Stated task
Your output must consist solely of the lines from the one containing "If you could tag the curved" through the end of the records, reproduced exactly.
-- begin Data for the task --
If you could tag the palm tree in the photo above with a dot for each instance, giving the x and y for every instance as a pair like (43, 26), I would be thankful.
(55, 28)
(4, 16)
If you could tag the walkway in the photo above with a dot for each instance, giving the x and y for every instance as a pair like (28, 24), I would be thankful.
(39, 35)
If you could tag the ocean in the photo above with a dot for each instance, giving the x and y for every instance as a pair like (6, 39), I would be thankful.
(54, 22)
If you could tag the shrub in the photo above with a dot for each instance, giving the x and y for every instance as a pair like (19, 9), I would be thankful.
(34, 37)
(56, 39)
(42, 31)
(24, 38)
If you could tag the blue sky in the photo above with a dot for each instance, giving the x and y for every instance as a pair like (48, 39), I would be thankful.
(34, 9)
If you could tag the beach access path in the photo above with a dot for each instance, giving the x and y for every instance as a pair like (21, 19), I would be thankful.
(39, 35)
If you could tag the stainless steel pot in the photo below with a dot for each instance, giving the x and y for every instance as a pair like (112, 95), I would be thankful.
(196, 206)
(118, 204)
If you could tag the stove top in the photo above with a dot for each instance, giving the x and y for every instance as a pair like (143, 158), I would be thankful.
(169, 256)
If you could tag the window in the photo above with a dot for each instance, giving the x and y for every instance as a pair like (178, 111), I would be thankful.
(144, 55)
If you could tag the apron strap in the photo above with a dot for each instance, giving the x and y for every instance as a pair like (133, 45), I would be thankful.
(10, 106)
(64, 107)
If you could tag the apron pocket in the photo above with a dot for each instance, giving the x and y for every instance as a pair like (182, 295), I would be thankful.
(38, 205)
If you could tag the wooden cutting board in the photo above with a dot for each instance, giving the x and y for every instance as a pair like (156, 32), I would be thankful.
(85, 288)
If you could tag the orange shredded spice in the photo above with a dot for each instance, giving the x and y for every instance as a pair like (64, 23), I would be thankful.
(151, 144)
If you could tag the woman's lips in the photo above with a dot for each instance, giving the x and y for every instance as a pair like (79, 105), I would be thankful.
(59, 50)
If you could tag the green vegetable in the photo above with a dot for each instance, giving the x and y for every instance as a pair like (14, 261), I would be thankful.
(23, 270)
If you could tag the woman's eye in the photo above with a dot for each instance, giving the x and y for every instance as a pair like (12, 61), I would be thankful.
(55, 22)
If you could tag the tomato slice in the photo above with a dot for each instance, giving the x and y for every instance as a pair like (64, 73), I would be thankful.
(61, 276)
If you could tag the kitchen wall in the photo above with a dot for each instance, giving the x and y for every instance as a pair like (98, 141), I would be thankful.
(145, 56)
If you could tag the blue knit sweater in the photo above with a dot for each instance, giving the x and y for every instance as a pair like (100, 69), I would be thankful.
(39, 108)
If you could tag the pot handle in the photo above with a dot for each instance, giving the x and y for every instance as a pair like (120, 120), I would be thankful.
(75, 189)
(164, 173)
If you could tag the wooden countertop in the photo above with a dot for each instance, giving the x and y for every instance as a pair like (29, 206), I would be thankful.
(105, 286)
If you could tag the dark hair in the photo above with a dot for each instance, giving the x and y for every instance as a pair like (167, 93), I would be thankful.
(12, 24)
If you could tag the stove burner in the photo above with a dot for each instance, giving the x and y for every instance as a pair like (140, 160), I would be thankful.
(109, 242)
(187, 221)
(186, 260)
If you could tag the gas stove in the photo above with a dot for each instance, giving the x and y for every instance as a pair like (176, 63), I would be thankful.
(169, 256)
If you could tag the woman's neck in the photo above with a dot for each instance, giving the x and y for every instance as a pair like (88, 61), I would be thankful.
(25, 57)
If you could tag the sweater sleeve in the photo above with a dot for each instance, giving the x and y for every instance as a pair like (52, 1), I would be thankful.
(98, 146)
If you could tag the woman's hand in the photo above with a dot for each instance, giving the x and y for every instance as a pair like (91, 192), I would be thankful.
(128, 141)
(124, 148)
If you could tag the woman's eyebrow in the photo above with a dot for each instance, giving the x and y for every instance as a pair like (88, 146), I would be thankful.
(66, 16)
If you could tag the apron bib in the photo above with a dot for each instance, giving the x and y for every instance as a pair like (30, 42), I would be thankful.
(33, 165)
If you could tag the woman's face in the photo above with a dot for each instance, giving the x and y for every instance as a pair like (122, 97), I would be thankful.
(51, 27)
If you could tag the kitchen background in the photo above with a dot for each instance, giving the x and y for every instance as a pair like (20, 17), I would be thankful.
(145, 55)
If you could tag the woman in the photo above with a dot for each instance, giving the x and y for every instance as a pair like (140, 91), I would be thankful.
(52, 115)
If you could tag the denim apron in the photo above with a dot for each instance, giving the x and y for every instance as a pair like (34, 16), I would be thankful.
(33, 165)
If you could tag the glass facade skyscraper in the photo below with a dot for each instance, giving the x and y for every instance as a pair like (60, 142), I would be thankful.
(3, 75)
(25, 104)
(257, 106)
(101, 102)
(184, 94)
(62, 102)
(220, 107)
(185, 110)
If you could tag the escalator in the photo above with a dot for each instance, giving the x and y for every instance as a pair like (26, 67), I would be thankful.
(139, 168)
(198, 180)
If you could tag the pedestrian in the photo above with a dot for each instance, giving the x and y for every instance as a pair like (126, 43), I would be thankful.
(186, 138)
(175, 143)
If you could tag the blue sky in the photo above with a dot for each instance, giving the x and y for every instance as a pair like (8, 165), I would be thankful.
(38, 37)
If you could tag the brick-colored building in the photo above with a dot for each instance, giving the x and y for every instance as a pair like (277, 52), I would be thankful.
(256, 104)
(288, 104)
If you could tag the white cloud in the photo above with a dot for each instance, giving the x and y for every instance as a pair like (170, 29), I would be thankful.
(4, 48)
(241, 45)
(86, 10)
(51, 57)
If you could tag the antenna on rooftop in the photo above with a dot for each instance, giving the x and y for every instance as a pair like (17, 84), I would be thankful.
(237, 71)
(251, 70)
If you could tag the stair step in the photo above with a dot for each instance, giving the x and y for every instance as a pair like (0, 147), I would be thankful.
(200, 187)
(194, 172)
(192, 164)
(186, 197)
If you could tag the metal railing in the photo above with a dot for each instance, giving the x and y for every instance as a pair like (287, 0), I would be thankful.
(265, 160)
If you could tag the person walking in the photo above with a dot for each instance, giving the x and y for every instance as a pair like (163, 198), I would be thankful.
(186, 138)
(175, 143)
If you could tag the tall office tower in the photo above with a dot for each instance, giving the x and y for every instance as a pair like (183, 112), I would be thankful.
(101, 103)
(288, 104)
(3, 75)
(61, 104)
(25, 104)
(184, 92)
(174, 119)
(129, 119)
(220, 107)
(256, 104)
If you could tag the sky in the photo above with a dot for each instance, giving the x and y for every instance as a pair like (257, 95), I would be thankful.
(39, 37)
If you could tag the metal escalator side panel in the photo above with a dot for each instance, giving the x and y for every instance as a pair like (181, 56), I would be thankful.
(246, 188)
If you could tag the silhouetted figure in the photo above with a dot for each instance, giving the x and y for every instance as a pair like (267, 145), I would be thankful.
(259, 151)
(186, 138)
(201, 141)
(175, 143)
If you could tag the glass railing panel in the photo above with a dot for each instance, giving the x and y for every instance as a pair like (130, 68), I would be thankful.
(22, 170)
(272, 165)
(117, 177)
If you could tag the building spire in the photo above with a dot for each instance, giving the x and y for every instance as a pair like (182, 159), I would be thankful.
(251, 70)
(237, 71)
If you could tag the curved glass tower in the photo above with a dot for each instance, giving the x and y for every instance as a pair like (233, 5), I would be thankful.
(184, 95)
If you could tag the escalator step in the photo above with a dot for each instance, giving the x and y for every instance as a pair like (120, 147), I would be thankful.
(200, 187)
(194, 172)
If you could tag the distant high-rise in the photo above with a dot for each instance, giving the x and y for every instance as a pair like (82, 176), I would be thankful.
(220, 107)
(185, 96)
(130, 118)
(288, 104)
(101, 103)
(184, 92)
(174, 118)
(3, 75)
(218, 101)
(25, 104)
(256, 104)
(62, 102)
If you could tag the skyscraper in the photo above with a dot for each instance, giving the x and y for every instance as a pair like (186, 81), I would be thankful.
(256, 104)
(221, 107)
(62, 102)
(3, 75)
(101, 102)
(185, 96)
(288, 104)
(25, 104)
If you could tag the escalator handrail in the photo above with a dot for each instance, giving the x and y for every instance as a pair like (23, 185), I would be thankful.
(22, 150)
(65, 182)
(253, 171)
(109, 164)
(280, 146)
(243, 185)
-- end Data for the task --
Expected answer
If you could tag the curved glass tower in the photo above with a dot for each instance, giving the x and y for every instance as a pair like (233, 5), I would be thankful.
(184, 95)
If you could tag the escalator step in the photo above with a dot for each instance, giving the x and y for every instance as a pair like (120, 147), I would be thankful.
(200, 187)
(194, 172)
If you could tag the distant high-rise in the photo above with a dot for each instance, giving the x and y for every instance as a pair like (82, 176), I would be thankful.
(220, 107)
(185, 96)
(130, 118)
(288, 104)
(101, 103)
(184, 92)
(174, 118)
(3, 75)
(218, 101)
(25, 104)
(256, 104)
(62, 102)
If you could tag the skyscraper in the photo above with a dot for each instance, giving the x and y for every instance as a pair like (186, 81), I would be thankful.
(256, 104)
(221, 107)
(62, 102)
(3, 75)
(101, 102)
(185, 96)
(288, 104)
(25, 104)
If you could tag the escalator handrail in the photo above with a dot for each instance, giving the x and y for every instance as a pair like (23, 185), I would be thankful.
(22, 150)
(65, 182)
(253, 171)
(109, 164)
(280, 146)
(243, 185)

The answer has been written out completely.